■ The exercise
Repeat word for word everything from the line containing "Practice: locate the parked" to the end of the listing, first and last lines included, and only that.

··· Supplied material ···

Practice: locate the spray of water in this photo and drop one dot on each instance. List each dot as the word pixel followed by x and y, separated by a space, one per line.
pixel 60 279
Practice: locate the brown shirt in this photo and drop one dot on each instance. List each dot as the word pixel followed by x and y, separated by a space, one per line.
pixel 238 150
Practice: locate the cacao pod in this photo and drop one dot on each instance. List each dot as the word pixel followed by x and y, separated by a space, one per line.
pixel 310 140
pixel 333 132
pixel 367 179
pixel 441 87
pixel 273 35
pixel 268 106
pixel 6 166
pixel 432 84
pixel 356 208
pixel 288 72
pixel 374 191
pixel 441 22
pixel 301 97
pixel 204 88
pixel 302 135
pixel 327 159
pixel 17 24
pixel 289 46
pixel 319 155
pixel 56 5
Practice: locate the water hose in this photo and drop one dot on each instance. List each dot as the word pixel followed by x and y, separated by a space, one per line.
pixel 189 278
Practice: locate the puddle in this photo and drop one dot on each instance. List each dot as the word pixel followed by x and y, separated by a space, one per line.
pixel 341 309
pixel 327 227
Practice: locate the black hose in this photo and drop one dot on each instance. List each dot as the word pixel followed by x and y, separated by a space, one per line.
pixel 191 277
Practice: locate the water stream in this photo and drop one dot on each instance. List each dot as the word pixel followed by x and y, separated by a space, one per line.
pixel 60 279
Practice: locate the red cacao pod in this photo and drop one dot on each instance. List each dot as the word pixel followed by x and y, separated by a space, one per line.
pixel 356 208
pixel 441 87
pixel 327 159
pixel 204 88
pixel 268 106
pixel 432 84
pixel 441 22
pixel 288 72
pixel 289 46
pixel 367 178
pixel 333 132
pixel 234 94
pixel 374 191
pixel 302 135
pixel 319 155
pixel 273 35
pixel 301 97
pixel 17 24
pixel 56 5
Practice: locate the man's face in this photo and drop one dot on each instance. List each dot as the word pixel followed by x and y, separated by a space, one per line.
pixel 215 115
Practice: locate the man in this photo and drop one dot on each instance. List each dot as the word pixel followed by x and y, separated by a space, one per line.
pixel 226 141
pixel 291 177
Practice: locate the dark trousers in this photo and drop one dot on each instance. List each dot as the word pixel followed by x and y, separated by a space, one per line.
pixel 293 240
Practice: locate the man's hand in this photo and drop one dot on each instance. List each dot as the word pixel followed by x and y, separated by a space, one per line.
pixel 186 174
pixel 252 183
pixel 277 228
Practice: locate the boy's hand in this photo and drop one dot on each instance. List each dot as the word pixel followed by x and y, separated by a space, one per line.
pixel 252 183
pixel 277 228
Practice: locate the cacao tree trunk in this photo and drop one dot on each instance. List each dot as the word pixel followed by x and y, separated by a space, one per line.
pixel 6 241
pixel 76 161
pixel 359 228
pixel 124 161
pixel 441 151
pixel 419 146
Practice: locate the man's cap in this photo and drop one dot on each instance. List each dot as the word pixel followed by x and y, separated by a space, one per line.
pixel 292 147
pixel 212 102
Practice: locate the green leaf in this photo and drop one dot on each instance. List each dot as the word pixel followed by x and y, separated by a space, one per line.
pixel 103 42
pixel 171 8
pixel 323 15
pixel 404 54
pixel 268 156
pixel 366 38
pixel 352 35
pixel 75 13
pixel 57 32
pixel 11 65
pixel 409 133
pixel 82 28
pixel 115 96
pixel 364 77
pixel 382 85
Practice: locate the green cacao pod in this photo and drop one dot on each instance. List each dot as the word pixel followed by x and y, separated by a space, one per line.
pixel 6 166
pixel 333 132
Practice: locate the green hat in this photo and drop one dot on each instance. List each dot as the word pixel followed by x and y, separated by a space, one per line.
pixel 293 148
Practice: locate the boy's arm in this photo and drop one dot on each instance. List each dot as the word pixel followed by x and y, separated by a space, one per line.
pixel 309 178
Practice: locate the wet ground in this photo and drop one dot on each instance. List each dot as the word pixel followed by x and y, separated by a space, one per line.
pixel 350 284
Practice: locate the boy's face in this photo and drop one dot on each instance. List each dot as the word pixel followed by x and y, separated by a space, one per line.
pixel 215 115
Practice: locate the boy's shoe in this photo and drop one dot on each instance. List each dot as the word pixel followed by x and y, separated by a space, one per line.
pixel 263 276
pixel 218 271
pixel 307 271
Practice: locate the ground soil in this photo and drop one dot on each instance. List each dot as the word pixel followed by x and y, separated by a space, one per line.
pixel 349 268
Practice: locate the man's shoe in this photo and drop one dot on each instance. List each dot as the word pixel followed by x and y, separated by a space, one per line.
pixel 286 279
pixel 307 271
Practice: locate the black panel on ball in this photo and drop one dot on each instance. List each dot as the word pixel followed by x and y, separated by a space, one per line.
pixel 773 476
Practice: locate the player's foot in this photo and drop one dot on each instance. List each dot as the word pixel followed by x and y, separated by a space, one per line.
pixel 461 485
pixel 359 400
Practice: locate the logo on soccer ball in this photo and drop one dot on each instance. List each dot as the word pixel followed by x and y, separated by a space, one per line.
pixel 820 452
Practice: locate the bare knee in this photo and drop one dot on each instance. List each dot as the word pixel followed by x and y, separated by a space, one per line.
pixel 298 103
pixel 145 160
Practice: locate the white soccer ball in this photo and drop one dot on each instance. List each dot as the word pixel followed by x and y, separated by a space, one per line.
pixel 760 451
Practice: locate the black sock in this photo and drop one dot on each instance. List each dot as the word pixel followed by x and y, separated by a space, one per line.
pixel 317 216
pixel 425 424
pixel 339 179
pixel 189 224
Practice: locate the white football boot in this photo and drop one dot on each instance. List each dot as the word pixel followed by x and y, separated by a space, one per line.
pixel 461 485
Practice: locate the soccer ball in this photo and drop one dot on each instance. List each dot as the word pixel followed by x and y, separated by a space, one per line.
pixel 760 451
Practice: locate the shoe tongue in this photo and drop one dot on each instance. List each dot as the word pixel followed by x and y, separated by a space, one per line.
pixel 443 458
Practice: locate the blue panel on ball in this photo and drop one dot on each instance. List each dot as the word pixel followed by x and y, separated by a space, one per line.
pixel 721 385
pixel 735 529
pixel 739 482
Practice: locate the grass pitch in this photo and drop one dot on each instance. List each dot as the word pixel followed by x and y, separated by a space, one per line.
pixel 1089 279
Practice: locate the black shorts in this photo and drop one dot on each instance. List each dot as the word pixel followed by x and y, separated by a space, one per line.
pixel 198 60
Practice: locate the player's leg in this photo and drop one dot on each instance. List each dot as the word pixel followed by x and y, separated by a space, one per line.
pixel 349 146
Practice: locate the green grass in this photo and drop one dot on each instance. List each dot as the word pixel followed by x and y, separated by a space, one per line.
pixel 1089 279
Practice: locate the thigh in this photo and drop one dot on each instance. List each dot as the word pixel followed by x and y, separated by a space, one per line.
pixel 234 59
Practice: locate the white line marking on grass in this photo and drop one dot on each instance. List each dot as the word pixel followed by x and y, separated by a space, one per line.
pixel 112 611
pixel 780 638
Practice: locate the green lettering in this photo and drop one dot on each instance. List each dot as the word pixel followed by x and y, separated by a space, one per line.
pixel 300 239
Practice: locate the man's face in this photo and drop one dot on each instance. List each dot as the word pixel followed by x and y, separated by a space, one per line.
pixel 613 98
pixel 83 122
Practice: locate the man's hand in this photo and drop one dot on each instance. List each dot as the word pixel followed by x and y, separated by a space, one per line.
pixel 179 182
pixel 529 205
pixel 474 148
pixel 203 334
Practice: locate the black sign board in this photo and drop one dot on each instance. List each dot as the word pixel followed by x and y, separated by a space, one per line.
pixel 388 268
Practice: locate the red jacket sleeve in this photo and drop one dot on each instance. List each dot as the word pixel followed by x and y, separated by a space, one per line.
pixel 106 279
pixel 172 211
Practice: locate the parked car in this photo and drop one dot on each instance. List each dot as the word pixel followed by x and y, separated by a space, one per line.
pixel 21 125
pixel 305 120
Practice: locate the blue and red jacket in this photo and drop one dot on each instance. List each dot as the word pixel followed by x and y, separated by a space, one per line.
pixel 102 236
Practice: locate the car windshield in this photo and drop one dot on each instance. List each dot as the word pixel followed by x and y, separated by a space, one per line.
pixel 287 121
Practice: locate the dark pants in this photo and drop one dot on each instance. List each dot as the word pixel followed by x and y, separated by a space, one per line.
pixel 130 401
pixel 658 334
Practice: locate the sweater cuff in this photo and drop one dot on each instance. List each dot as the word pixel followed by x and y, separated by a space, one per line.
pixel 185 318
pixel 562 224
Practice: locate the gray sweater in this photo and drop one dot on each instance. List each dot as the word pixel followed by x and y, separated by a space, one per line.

···

■ Solution
Practice: locate the parked car in this photo and drop one dot on each instance. List each dot as the word pixel followed by x and y, separated by a space, one per line.
pixel 21 125
pixel 305 120
Practice: locate the blue and red jacket in this photo and drop one dot on each instance. List each dot as the word pixel followed by x and y, separated by a space, one per line.
pixel 102 236
Practice: locate the car windshield in this photo and drop one dot on each instance. List each dot as the word pixel followed by x and y, separated by a space, one per line.
pixel 287 121
Practice: locate the dark pants in this photo and drop one dot on each instance. List each dot as the word pixel followed by x and y, separated by a space, one per line.
pixel 130 401
pixel 658 334
Practice: locate the sweater cuff in this photo and drop one dot on each instance. List each dot as the word pixel followed by x and y, separated by a space, one per line.
pixel 185 318
pixel 562 224
Practice: locate the gray sweater in this photo and drop one dot on each instance. List each dot as the word pixel followed by x and y, separated by a space, one per line.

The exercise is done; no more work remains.